● **Exercise aim**
Copy all entries exactly, and wherever an entry holds a picture, leave that picture out.

[Opening Study material section]

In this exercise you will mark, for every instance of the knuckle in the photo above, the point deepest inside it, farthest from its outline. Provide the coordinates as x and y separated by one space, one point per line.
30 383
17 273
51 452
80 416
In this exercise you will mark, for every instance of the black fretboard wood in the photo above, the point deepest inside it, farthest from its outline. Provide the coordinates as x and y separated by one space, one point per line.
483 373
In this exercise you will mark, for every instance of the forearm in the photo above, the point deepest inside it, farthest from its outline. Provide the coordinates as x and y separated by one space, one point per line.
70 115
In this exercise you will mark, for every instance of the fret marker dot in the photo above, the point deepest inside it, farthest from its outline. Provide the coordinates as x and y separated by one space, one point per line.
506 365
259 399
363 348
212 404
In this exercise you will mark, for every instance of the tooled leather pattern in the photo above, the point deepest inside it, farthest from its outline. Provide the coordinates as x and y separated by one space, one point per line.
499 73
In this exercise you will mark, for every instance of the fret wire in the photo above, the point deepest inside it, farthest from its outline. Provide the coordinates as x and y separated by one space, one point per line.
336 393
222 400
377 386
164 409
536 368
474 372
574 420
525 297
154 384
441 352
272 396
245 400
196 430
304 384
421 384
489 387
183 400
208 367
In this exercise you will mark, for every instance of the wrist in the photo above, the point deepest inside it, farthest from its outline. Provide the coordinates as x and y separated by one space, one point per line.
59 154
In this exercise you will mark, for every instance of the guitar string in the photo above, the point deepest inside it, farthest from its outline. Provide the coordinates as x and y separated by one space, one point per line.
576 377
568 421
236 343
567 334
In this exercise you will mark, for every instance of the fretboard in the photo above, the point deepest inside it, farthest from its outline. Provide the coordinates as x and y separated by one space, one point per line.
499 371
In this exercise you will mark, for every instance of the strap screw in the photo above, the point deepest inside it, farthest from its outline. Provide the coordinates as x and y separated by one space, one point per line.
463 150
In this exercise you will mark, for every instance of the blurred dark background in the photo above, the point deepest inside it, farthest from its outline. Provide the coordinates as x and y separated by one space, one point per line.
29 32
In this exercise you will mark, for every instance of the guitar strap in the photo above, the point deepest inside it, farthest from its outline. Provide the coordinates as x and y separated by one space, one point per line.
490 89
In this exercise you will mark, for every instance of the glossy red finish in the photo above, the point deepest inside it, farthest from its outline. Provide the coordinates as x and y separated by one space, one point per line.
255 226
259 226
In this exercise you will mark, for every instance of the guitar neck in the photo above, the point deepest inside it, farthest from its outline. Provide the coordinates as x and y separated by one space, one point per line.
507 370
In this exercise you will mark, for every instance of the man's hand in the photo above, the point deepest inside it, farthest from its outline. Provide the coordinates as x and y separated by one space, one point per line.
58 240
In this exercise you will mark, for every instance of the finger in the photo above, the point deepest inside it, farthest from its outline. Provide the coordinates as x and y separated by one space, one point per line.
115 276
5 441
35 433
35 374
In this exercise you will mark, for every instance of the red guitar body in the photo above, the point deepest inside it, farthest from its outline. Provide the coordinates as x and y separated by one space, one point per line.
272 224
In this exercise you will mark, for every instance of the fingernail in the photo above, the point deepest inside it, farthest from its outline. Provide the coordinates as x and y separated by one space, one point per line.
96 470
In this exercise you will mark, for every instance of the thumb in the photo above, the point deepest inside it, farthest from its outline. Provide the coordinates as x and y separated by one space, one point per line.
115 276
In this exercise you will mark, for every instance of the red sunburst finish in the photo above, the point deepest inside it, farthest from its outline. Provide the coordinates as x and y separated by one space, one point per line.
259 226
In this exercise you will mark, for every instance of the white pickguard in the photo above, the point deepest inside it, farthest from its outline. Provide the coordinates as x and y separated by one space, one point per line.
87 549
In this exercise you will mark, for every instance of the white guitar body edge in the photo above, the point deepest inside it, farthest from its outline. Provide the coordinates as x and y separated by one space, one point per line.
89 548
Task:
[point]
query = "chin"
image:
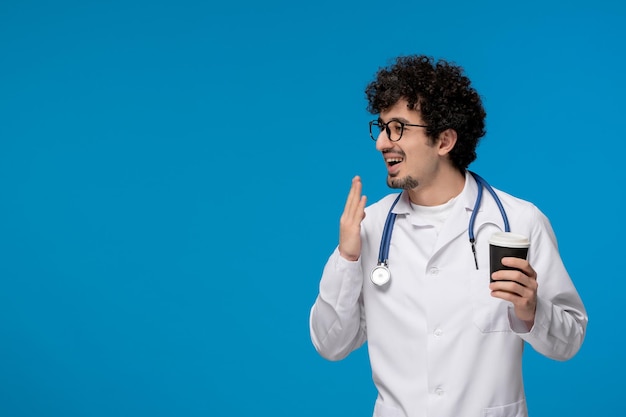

[Closing Study material section]

● **Answer for this exercise**
In this exercise you will mark, for every instance of the knuckle in the photo above, the point deepest inside it, farthest from its outline. Provide the coordinates as x and y separated by one space, one point per line.
30 383
17 273
51 452
80 416
In this exercise you will mark, for every instance of the black fretboard wood in the photo above, the point deepest inside it, farthest from its outline. Provide the coordinates as x and y separated by one space, one point per line.
483 373
In this exercise you will mark, for every instance of the forearm in the photo above, the point deepest inside it, farthest from its outline. Provide the coordinates as x and y separated by one space, one point per line.
70 115
In this exercise you will mark, for every instance of the fret marker dot in the photo above, the point deepest inside it, farthest from its outline. Provide the coordinates as x and y separated by one space, one point per line.
506 365
259 399
363 348
212 404
In this exercise you will mark, for every instance of the tooled leather pattern in the photo above, the point deepest inside it, farthest from its outline. Provide the coordinates as x and y separated by one space, one point per line.
499 73
In this exercise you will mark, for every instance of the fret wire in the photo above, the point deepest inside it, farthest from its outline. Provide the coordinates as x and y separated by one space, one point per line.
336 393
222 400
377 386
164 409
536 368
474 372
574 420
525 297
154 384
441 352
272 396
245 400
196 430
304 384
421 384
489 387
183 400
208 367
In this exercise you will mark, for every instance of the wrist in the photo above, the point deepest inside it, farthest from its outline. Provide the coordinates as x and y separated by one space, one point per line.
59 154
In this exercise you will mark, for every instance of the guitar string in the photo above, the point deepest inside it, farthest from its outline. Provide the coordinates as x and y separated by one space, one point per line.
576 377
568 421
236 343
567 334
In this exercise you will mark, for every instance of the fretboard in the photo above, the point deepest inside it, farthest from its outline. Provide the coordinates as x and y separated by one space, one point per line.
499 371
In this exercise you will mark, for every instance of the strap screw in the photo above, the point deepest inside it, farthest from its outline. Provide the coordinates as x and y separated by one space, one point per line.
463 150
In this exercise you will mark, for every instance of the blurred dark background in the photo above, the point deepest inside it, farthest from its outline. Provide the coordinates as x and y separated by one space, one point per line.
29 32
In this exercise you will mark, for every instance of the guitar strap in the photo above, the point deepest inside it, farthest from its outline. Provide the coordinates as x and y separated by one space, one point per line.
490 89
In this exercise you will mark, for every instance of the glossy red finish in the photo above, the point deepest inside it, farthest from its outline. Provide the coordinates as x and y separated by one space, one point per line.
255 226
259 226
In this exercise you will mark, for every instance of the guitar neck in the photo above, the point deepest inside it, farthest from its outline. Provide the coordinates as x and y separated by one space, one point per line.
507 370
In this exercise you will mark, for every instance of the man's hand in the photo above, the point deepest inside it, farthest from its outline. Provide the coordinates as x and y separated by one space, one point per line.
58 240
In this exercise you will mark, for every instance of the finger in the photo above, the point deepest inside it, farthest from its outline. Provide the coordinates as x and y separated by one space, one point per line.
115 276
5 441
35 433
35 374
In this exercise you will mark, for every instance of the red guitar body in the photo above, the point deepest inside it, farthest from its outline. Provide the coordinates as x and y separated by one space, one point per line.
272 224
In this exercise you will mark, for every instance of the fingernail in the photo above, the point deepest inside it, farthest from its outline. Provide the coordinates as x and y separated by one space, one point per line.
96 470
In this exercise you will mark, for every instance of the thumb in the photo above, the point deepest inside it, farthest from its outline. Provide the coordinates as x and y separated by one space, one point per line.
115 276
In this exercise you will mark, for every instance of the red sunburst finish in the photo above, the point deepest inside it, farthest from its outline. Provide the coordinates as x and y separated by one space, one point per line.
259 226
In this exercise you will mark, for every instance of the white pickguard in the photo above, the point deepest inside it, farthest from its outline. Provide the coordinates as x and y separated by one space, one point per line.
87 549
In this exercise you will mark, for every instance of the white guitar body edge in the photo above, the point deepest inside it, farthest from its outline. Provide the coordinates as x and y separated by one space, one point per line.
89 548
Task:
[point]
query = "chin"
image:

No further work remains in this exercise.